(Point labeling listing)
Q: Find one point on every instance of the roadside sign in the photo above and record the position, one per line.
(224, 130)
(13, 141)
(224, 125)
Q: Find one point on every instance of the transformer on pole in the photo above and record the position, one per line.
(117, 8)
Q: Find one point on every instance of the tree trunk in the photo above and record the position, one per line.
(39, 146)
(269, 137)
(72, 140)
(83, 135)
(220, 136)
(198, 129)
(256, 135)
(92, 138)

WHAT IS REQUIRED ->
Rewrite the listing with every occurrence of "record the position" swapped for "write down the coordinates", keeping everything else unchanged.

OUTPUT BELOW ->
Q: Find one point on every instance of the roadside sign in the photo above and write down the coordinates, one per line.
(224, 130)
(13, 141)
(224, 125)
Q: Find one point on every instance of the transformer on pole in the photo above and write down the coordinates, one per line.
(117, 8)
Q: Find one point on every instance of the tree trunk in the photo above and write down the coordinates, one per line.
(39, 146)
(269, 137)
(72, 140)
(83, 135)
(220, 136)
(198, 129)
(256, 135)
(92, 138)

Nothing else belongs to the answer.